» Your instructions: What you produce should match the records below precisely, except that images are removed.

» Data for the task:
--
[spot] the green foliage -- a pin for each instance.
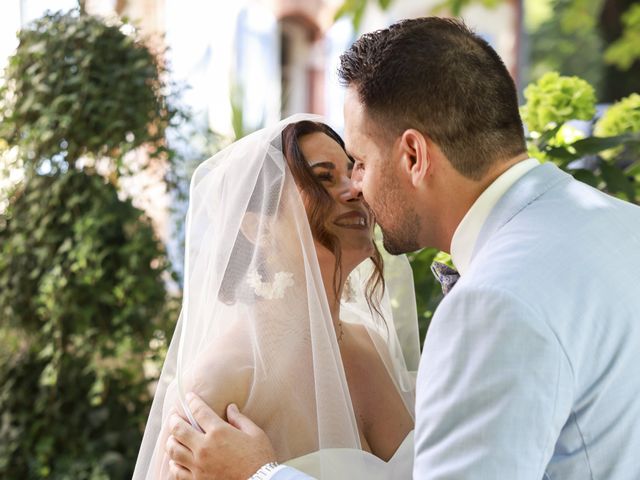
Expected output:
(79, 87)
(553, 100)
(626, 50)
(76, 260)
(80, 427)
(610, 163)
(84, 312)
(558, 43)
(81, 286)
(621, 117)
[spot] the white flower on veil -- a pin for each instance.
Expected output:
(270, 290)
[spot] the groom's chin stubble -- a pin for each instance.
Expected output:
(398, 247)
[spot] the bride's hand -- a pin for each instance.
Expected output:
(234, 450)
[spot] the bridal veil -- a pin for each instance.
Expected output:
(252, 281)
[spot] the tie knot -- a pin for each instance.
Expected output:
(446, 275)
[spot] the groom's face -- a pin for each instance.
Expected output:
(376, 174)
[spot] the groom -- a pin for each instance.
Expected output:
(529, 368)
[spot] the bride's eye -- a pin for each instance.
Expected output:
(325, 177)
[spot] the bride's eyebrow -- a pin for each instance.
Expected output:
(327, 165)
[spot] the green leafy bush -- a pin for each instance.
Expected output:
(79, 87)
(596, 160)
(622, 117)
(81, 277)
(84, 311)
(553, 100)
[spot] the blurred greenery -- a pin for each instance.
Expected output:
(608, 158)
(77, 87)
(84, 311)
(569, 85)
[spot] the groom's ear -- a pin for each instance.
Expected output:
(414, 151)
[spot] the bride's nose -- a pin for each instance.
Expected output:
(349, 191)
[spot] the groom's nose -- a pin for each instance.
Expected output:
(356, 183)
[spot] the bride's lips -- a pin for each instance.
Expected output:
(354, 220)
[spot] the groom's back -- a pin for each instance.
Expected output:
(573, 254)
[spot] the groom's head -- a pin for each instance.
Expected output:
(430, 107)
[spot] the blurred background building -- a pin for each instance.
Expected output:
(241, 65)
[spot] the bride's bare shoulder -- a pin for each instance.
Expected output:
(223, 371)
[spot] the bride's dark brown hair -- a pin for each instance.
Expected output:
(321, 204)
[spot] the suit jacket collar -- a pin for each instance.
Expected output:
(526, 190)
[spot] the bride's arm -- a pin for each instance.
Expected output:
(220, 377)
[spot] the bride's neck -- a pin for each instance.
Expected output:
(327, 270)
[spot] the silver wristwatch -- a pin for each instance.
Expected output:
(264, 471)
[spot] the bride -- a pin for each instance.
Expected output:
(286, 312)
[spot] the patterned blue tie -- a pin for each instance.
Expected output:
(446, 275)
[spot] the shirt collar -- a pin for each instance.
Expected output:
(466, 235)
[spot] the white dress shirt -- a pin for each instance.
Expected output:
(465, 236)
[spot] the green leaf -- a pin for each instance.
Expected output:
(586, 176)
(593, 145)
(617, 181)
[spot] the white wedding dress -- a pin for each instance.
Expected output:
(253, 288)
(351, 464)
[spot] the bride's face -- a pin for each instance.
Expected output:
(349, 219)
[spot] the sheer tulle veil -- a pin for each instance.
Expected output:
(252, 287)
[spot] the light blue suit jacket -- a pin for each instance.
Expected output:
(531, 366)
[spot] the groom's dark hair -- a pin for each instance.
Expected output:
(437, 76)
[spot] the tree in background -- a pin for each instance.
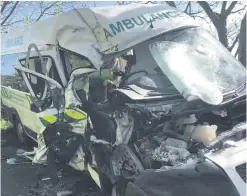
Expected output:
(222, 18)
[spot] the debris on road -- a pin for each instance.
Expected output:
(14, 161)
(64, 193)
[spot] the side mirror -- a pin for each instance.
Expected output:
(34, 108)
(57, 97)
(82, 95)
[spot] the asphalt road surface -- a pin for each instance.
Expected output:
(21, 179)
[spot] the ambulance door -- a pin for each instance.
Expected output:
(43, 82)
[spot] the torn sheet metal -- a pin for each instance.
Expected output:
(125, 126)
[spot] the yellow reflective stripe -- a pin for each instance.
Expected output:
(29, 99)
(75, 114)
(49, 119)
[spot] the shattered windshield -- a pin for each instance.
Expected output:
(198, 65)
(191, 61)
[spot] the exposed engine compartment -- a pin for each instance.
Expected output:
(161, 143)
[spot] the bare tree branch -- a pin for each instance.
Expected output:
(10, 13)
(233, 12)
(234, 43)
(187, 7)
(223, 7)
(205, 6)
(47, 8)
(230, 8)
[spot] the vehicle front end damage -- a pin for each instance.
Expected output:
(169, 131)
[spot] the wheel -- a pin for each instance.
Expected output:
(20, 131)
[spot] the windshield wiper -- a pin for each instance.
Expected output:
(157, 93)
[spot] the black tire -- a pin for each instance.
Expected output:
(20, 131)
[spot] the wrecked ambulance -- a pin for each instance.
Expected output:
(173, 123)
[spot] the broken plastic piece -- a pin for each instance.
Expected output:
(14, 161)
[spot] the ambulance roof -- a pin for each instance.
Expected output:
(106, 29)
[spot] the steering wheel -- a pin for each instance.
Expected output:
--
» Written answer:
[spot] the green foliage -- a pin for each instance.
Expected output:
(79, 87)
(553, 100)
(626, 50)
(76, 260)
(80, 427)
(610, 163)
(84, 312)
(558, 43)
(81, 286)
(621, 117)
[spot] the white flower on veil -- a pin for each instance.
Expected output:
(270, 290)
[spot] the groom's chin stubble -- a pin for each instance.
Expected output:
(398, 247)
[spot] the bride's hand -- a pin for each instance.
Expected output:
(234, 450)
[spot] the bridal veil -- a pin for each instance.
Expected output:
(252, 281)
[spot] the tie knot -- a pin for each instance.
Expected output:
(446, 275)
[spot] the groom's face -- a pin for each instance.
Expected output:
(376, 174)
[spot] the groom -- a pin for each instance.
Expected output:
(529, 368)
[spot] the bride's eye -- a pin for each instance.
Expected output:
(325, 177)
[spot] the bride's eyebrow -- a pin for each instance.
Expected output:
(327, 165)
[spot] the green leafy bush -- a pin for each instance.
Expected output:
(79, 87)
(596, 160)
(622, 117)
(81, 277)
(84, 311)
(553, 100)
[spot] the blurred greenery -- a pin for each instance.
Expected output:
(608, 158)
(77, 87)
(84, 311)
(569, 85)
[spot] the groom's ear -- a pin for each instance.
Expected output:
(414, 151)
[spot] the bride's nose -- a pin for each instance.
Expected output:
(349, 191)
[spot] the groom's nose -- a pin for each instance.
Expected output:
(356, 183)
[spot] the bride's lips -- a pin for each instance.
Expected output:
(354, 220)
[spot] the groom's back -- a pin for each instance.
Expected output:
(573, 254)
[spot] the groom's head -- a pin for each instance.
Expected output:
(430, 107)
[spot] the blurred background building -- a pin for each instance.
Expected output:
(241, 65)
[spot] the bride's bare shoulder -- a pin for each instance.
Expected output:
(223, 371)
[spot] the bride's dark brown hair -- a pin for each instance.
Expected output:
(321, 204)
[spot] the suit jacket collar -- a pin for each instance.
Expected output:
(526, 190)
[spot] the bride's arm -- a pin for each instance.
Expected output:
(220, 377)
[spot] the bride's neck -- a pin for each instance.
Expected output:
(327, 270)
[spot] the silver wristwatch -- a pin for each instance.
Expected output:
(264, 471)
[spot] the bride -- a pin for each instance.
Expected output:
(286, 312)
[spot] the patterned blue tie -- a pin for each instance.
Expected output:
(446, 275)
[spot] the shirt collar -- a pin for each instance.
Expected output:
(466, 235)
[spot] the white dress shirt -- a pin for each instance.
Expected output:
(465, 236)
[spot] the green leaf -- a pin for each instance.
Expected output:
(586, 176)
(593, 145)
(617, 181)
[spot] the white wedding dress -- a pin for each instance.
Expected output:
(253, 288)
(351, 464)
[spot] the bride's face -- a pin for each instance.
Expected output:
(349, 219)
[spot] the sheer tulle veil -- a pin for each instance.
Expected output:
(252, 287)
[spot] the light blue suit jacket -- a pin for each instance.
Expected output:
(531, 366)
[spot] the groom's dark hair -- a pin for each instance.
Expected output:
(437, 76)
[spot] the tree in background -- a pin for each instance.
Expected output:
(222, 18)
[spot] the debris on road -- a pin for each instance.
Expected output:
(14, 161)
(64, 193)
[spot] the side mirror -- a pin for each instance.
Expected output:
(34, 108)
(57, 97)
(82, 95)
[spot] the asphalt road surface -- a pin for each instance.
Expected output:
(21, 179)
[spot] the ambulance door -- a pin for each instance.
Expected output:
(43, 82)
[spot] the torn sheet metal -- a pin for each instance.
Expected output:
(125, 126)
[spot] the yellow reflective stripe -- a pin for each instance.
Expected output:
(29, 99)
(75, 114)
(49, 119)
[spot] the shattered windshield -- a pin for each instance.
Expected output:
(198, 65)
(191, 61)
[spot] the exposed engine compartment -- a pin for each instance.
Expected output:
(161, 143)
[spot] the bare tree branch -- a pin for each instance.
Expected output:
(10, 13)
(233, 12)
(234, 43)
(187, 7)
(223, 7)
(205, 6)
(47, 8)
(230, 8)
[spot] the vehicle front end damage -- a pin for each instance.
Expected output:
(169, 131)
[spot] the wheel -- a pin for each instance.
Expected output:
(20, 131)
[spot] the windshield wiper -- a pin for each instance.
Expected output:
(157, 93)
[spot] the black tire -- a pin for each instance.
Expected output:
(20, 131)
[spot] the wrecked ambulance -- a pin for each instance.
Expected output:
(173, 123)
[spot] the broken plastic piece -- a pin for each instance.
Expected output:
(14, 161)
[spot] the ambulance roof -- a pin for each instance.
Expected output:
(106, 29)
[spot] the steering wheel -- a pin for each instance.
Expected output:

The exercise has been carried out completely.